● **WHAT THE EXERCISE ASKS**
In the text on hunting and animal sports in Britain, how many people go fishing regularly?

Killing birds with guns is known as ‘shooting’ in Britain. It is a
minority pastime confined largely to the higher social classes; there
are more than three times as many licensed guns for this purpose in
France as there are in Britain. The birds which people try to shoot
(such as grouse) may only be shot during certain specified times of the
year. The upper classes often organize ‘shooting parties’ during the
‘season’. The British do not shoot small animals or birds for sport,
though some farmers who shoot rabbits or pigeons may enjoy doing so. But
‘game birds’, mainly pheasant, grouse and partridge, have traditionally
provided sport for the landowning gentry. Until Labour’s election
victory of 1964 many of the prime ministers of the past two hundred
years, along with members of their cabinets, had gone to the grouse
moors of Scotland or the Pennines for the opening of the shooting season
on 12 August. Since 1964 all that has changed. Now there are not many
leading British politicians carrying guns in the shooting parties,
though there may be foreign millionaires, not all of them from America.
Some of the beaters, whose job is to disturb the grouse so that they fly
up to be shot, are students earning money to pay for trips abroad. But
there is still a race to send the first shot grouse to London
restaurants, where there are people happy to pay huge amounts of money
for the privilege of eating them.

The only kind of hunting which is associated with the working class is
hare-coursing, in which greyhound dogs chase hares. However, because the
vast majority of people in Britain are urban dwellers, this too is a
minority activity.

The one kind of ‘hunting’ which is popular among all social classes is
fishing. In fact, this is the most popular participatory sport of all in
Britain. Between four and five million people go fishing regularly. When
fishing is done competitively, it is called ‘angling’. The most popular
of all outdoor sports is fishing, from the banks of lakes or rivers or
in the sea, from jetties, rocks or beaches. Some British lakes and
rivers are famous for their trout or salmon, and attract enthusiasts
from all over the world.

Apart from being hunted, another way in which animals are used in sport
is when they race. Horse-racing is a long-established and popular sport
in Britain, both ‘flat racing’ and ‘national hunt’ racing (where there
are jumps for the horses), sometimes known as ‘steeplechase’. The former
became known as ‘the sport of kings’ in the seventeenth century, and
modern British royalty has close connections with sport involving
horses. Some members of the royal family own racehorses and attend
certain annual race meetings (Ascot, for example); some are also active
participants in the sports of polo and show-jumping (both of which
involve riding a horse). The steeplechase (crosscountry running) is very
popular in most European countries. The first known organized
crosscountry race in 1837 was the Crick Run at Rugby School. Originally,
crosscountry running took place over open country where the hazards were
the natural ones to be found in the country. These included hedges,
ditches, streams and the like. Schools and some clubs still run over
open country. Sometimes, however, the competitors run off the course as,
on one occasion, happened to all the runners in a race. Because of this,
the organization of these races has to be very strict. Nowadays,
crosscountry races (or steeplechases) are often run in an enclosed area
where the hazards are artificial. This makes organization easier.

● **DATA SUPPLIED**
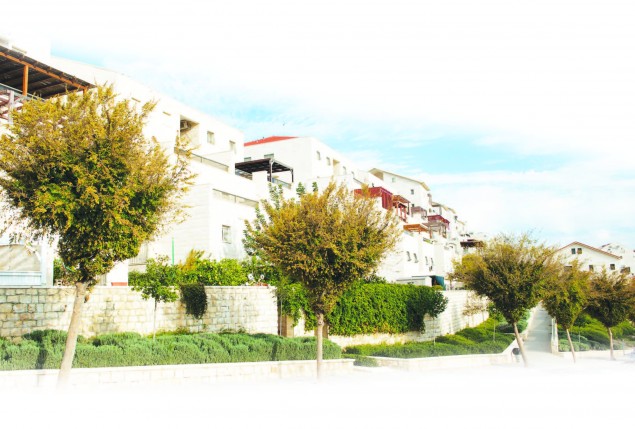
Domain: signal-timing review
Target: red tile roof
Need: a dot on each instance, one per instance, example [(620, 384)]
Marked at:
[(268, 140)]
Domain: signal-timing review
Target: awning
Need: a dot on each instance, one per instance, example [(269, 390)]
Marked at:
[(31, 77)]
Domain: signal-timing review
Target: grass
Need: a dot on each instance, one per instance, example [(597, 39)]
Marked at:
[(478, 340), (44, 349)]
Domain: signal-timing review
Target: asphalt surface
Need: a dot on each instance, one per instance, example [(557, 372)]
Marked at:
[(551, 392)]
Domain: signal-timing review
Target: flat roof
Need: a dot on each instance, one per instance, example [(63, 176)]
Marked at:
[(42, 80)]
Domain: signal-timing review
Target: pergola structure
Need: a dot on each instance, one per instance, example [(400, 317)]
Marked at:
[(269, 165), (23, 78)]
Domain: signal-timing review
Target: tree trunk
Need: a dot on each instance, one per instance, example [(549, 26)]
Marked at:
[(570, 344), (71, 338), (319, 332), (154, 321), (521, 345)]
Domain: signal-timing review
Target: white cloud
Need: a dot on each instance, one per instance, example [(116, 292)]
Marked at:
[(548, 77)]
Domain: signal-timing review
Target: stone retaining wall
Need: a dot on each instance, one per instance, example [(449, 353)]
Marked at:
[(176, 374), (119, 309)]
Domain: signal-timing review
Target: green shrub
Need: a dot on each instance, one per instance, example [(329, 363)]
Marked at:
[(195, 299), (131, 349)]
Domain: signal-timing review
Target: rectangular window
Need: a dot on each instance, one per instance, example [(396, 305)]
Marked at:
[(227, 234)]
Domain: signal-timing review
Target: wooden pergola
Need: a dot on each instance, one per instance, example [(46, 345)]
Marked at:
[(22, 78)]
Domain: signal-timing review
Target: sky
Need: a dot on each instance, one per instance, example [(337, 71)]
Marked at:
[(517, 114)]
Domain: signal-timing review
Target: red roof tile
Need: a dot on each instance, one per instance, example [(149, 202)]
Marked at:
[(268, 140)]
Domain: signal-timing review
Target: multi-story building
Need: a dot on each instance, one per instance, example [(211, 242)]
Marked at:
[(591, 258)]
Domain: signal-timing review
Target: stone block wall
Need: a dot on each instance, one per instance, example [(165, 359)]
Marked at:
[(119, 309)]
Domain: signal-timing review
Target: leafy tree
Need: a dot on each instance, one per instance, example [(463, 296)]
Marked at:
[(79, 168), (611, 300), (323, 240), (566, 297), (512, 272), (158, 283)]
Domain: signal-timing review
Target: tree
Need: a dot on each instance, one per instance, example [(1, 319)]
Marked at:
[(566, 297), (158, 282), (323, 240), (611, 300), (79, 168), (512, 272)]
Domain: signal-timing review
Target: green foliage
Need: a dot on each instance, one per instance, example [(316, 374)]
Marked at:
[(323, 240), (157, 283), (567, 295), (42, 349), (195, 299), (386, 308), (510, 271), (611, 298), (476, 340), (80, 168)]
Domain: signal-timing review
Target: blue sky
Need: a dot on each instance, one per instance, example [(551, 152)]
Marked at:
[(517, 114)]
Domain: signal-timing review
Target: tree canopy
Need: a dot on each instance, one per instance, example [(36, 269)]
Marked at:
[(512, 272), (78, 168), (611, 300), (323, 240)]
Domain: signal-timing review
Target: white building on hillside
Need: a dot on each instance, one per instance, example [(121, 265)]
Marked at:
[(591, 258)]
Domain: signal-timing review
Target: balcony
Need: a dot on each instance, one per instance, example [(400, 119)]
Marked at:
[(437, 224), (389, 201)]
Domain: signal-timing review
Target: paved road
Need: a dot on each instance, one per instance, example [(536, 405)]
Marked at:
[(552, 392)]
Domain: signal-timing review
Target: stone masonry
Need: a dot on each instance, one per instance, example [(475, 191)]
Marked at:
[(119, 309)]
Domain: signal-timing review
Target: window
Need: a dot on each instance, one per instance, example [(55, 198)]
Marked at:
[(227, 234)]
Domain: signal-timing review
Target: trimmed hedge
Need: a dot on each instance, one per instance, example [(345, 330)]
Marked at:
[(369, 308), (43, 350), (589, 334), (478, 340)]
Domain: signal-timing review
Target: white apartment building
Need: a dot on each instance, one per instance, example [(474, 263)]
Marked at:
[(233, 176), (425, 253), (591, 258)]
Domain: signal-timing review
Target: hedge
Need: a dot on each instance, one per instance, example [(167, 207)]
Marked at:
[(369, 308), (43, 350), (478, 340)]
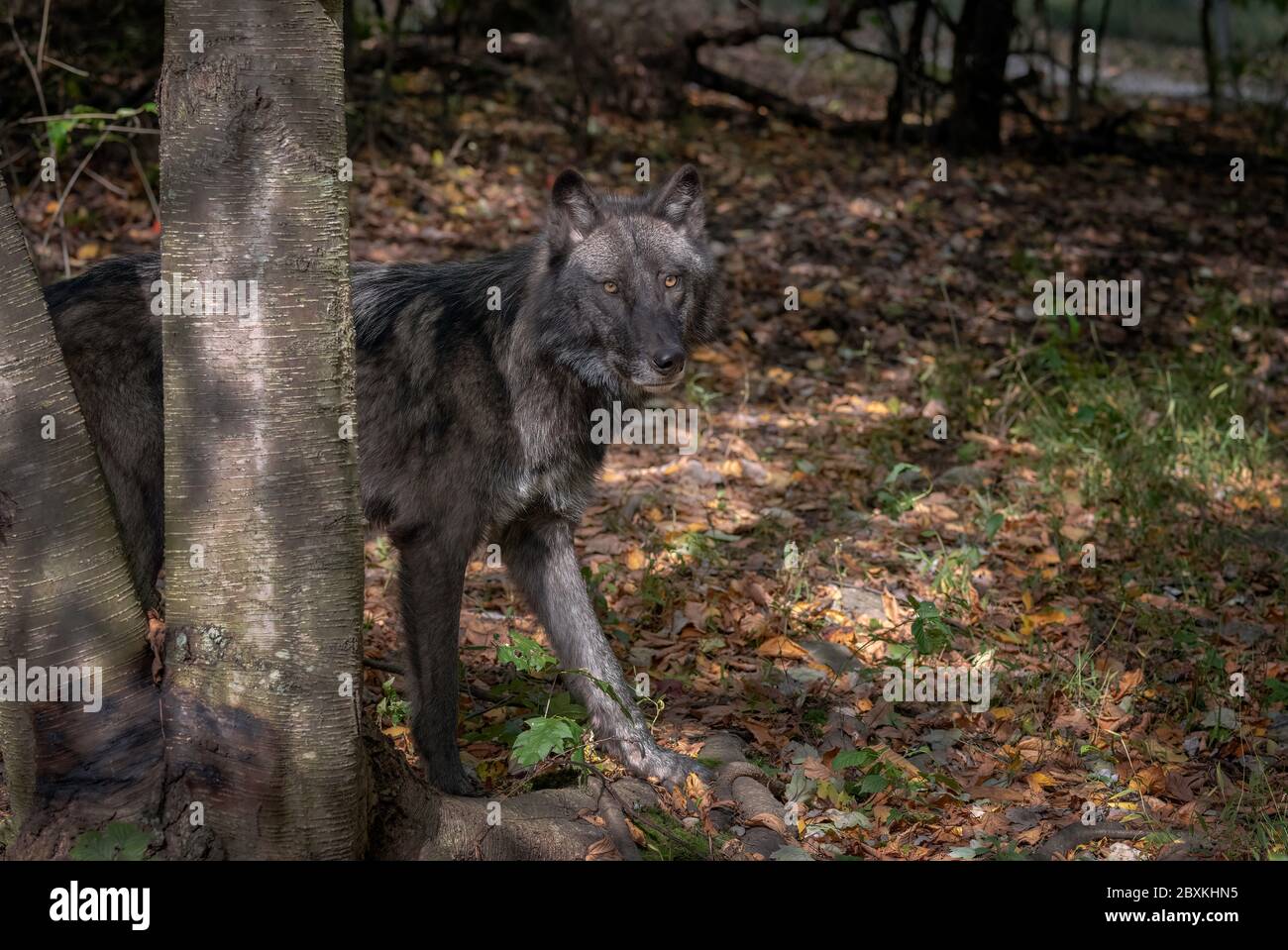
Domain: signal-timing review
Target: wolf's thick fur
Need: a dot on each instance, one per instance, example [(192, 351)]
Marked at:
[(473, 422)]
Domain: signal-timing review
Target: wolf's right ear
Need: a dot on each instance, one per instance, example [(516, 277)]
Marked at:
[(574, 211)]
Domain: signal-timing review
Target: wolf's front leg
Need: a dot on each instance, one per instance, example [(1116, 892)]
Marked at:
[(540, 558), (430, 580)]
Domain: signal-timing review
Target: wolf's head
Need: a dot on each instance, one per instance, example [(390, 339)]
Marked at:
[(634, 283)]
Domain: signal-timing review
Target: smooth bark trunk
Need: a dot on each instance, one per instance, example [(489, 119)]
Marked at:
[(263, 527), (65, 596)]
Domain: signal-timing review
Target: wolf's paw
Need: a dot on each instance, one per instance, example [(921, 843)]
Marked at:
[(669, 769), (454, 779)]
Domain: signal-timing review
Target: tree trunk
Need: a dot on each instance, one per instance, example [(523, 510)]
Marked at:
[(1102, 29), (1076, 67), (65, 594), (979, 75), (910, 68), (1210, 58), (262, 695)]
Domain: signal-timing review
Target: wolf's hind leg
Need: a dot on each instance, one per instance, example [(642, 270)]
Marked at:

● **CORRECT ANSWER**
Between four and five million.